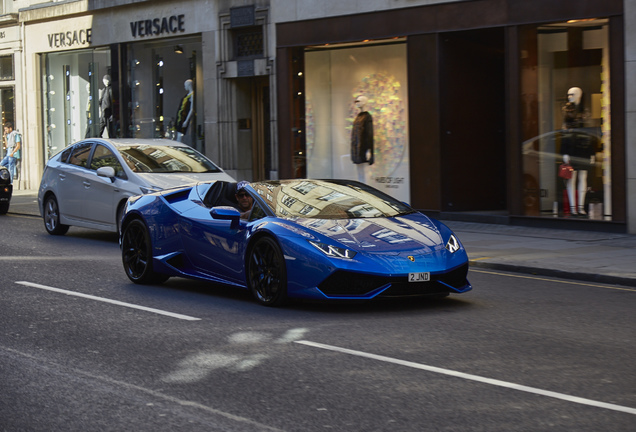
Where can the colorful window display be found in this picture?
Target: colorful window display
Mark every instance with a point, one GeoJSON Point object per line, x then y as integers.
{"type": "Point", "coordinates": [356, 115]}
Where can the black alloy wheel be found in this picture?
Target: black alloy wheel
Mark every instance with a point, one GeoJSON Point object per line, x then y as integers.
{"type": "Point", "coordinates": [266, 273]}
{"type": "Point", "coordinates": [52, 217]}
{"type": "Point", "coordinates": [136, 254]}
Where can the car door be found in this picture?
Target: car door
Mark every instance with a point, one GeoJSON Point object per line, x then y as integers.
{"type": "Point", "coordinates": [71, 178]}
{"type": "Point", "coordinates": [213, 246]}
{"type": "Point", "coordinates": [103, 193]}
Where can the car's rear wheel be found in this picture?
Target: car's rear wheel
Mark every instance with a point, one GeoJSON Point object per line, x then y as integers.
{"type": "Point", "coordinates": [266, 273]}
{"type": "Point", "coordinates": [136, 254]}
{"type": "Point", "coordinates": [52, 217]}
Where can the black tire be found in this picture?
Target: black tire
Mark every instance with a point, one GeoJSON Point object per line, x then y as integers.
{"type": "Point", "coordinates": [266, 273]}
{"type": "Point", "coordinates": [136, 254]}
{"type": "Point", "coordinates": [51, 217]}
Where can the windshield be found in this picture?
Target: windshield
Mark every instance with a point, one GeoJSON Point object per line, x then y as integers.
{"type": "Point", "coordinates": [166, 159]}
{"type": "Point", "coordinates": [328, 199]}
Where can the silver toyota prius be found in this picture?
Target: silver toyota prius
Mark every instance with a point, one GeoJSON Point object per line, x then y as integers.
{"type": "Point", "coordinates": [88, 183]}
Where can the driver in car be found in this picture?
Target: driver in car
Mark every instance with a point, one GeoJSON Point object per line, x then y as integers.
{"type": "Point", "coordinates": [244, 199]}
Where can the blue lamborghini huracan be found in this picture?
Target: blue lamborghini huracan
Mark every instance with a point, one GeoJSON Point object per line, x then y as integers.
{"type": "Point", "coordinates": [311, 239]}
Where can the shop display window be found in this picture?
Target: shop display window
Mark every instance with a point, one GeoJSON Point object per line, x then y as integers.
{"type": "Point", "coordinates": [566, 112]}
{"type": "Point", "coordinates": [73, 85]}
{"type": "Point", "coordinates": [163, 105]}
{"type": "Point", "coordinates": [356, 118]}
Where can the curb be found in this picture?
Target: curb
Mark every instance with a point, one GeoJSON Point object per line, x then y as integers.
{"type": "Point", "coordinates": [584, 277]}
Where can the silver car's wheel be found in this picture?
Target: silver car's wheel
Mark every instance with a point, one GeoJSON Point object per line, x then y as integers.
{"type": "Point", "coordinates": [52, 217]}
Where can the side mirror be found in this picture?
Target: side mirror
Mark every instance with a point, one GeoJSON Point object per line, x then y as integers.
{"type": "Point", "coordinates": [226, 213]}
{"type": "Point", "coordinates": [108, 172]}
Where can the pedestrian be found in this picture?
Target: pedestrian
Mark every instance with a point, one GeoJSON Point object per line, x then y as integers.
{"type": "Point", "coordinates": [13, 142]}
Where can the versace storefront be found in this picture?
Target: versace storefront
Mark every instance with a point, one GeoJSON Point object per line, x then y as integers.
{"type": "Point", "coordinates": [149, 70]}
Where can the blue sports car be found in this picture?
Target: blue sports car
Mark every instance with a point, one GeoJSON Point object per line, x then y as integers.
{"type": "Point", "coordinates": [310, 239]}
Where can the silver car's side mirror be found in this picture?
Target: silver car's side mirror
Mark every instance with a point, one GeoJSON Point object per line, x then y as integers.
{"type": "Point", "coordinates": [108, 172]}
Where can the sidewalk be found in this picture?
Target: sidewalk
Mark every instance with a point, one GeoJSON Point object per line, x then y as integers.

:: やること ::
すべての行を書き直し、「in this picture」を「in this photo」に置き換えてください。それ以外は一切変えず、画像は答えに含めないでください。

:: 解答 ::
Where can the colorful window display be found in this photo?
Target: colorful window display
Mark every instance with a point, one GeoJSON Point object per line, x then y as integers.
{"type": "Point", "coordinates": [356, 115]}
Where can the black alloy wheel be found in this photo?
Target: black alloy wheel
Mark every instance with a point, one GeoJSON Point object per line, x then y as integers.
{"type": "Point", "coordinates": [266, 273]}
{"type": "Point", "coordinates": [52, 217]}
{"type": "Point", "coordinates": [136, 254]}
Where can the car door be found in this photo?
Target: car door
Mark every instance with a point, one GeoJSON Point object per line, x then y as integers.
{"type": "Point", "coordinates": [71, 178]}
{"type": "Point", "coordinates": [213, 246]}
{"type": "Point", "coordinates": [103, 193]}
Where can the car's rear wheel be found in this photo?
Target: car's rear wheel
Mark every instance with a point, one GeoJSON Point object per line, x then y as integers.
{"type": "Point", "coordinates": [266, 273]}
{"type": "Point", "coordinates": [136, 254]}
{"type": "Point", "coordinates": [52, 217]}
Where can the black tire be found in this photo?
Target: black tire
Mark every instance with a point, one GeoJSON Point object per line, x then y as integers.
{"type": "Point", "coordinates": [266, 273]}
{"type": "Point", "coordinates": [136, 254]}
{"type": "Point", "coordinates": [51, 217]}
Where can the windshield be found in this photo?
Target: windshield
Mark every instance with a point, one GeoJSON Point object per line, x then y as integers.
{"type": "Point", "coordinates": [166, 159]}
{"type": "Point", "coordinates": [328, 199]}
Where can the silver toyota prius be found in this photo?
Target: silver toyota prius
Mark every instance with a point, one GeoJSON Point object per line, x then y as integers.
{"type": "Point", "coordinates": [88, 183]}
Where can the driver in car be found in this photo?
Target: driver in car
Mark every instance with a point, one GeoJSON Point object per line, x then y as integers.
{"type": "Point", "coordinates": [244, 199]}
Where can the blue lamborghini huracan be found in this photo?
Target: blue lamborghini huracan
Mark every instance with a point, one GeoJSON Point object per line, x then y as integers.
{"type": "Point", "coordinates": [311, 239]}
Where can the shop display window be found in this photo?
Target: shop display window
Mark every instance with a point, one GeoJSON Point object per line, x then y as integers.
{"type": "Point", "coordinates": [566, 112]}
{"type": "Point", "coordinates": [73, 85]}
{"type": "Point", "coordinates": [163, 105]}
{"type": "Point", "coordinates": [356, 118]}
Where can the curb be found in this photo?
Target: curb
Mark every instance with a point, one GeoJSON Point object per line, x then y as integers.
{"type": "Point", "coordinates": [584, 277]}
Where can the silver car's wheel be found in this photo?
Target: silver car's wheel
Mark every instance with a point, one GeoJSON Point object per line, x then y as integers.
{"type": "Point", "coordinates": [52, 217]}
Where can the side mirror be found in this photo?
Target: side mirror
Mark every instance with a point, one GeoJSON Point object per line, x then y as integers.
{"type": "Point", "coordinates": [226, 213]}
{"type": "Point", "coordinates": [108, 172]}
Where can the pedestrian be found in this photo?
Target: pedestrian
Mark every instance with a point, one GeoJSON Point object per line, x then y as integers.
{"type": "Point", "coordinates": [13, 142]}
Where can the versace storefront be found in this photo?
Target: versace storefront
Mark every instance with a point, one GeoJSON Point object per line, x then y as integers.
{"type": "Point", "coordinates": [149, 70]}
Where can the blue sports car be found in this photo?
Target: blue sports car
Mark every instance with a point, one GeoJSON Point object per line, x then y as integers.
{"type": "Point", "coordinates": [310, 239]}
Where can the silver car's side mirror be found in this photo?
Target: silver car's side mirror
Mark every instance with a point, one GeoJSON Point object per line, x then y as integers.
{"type": "Point", "coordinates": [108, 172]}
Where can the sidewalk be found in this photo?
Target: sidewalk
Mark every instance with a point, one GeoJSON Point object per line, x then y as integers.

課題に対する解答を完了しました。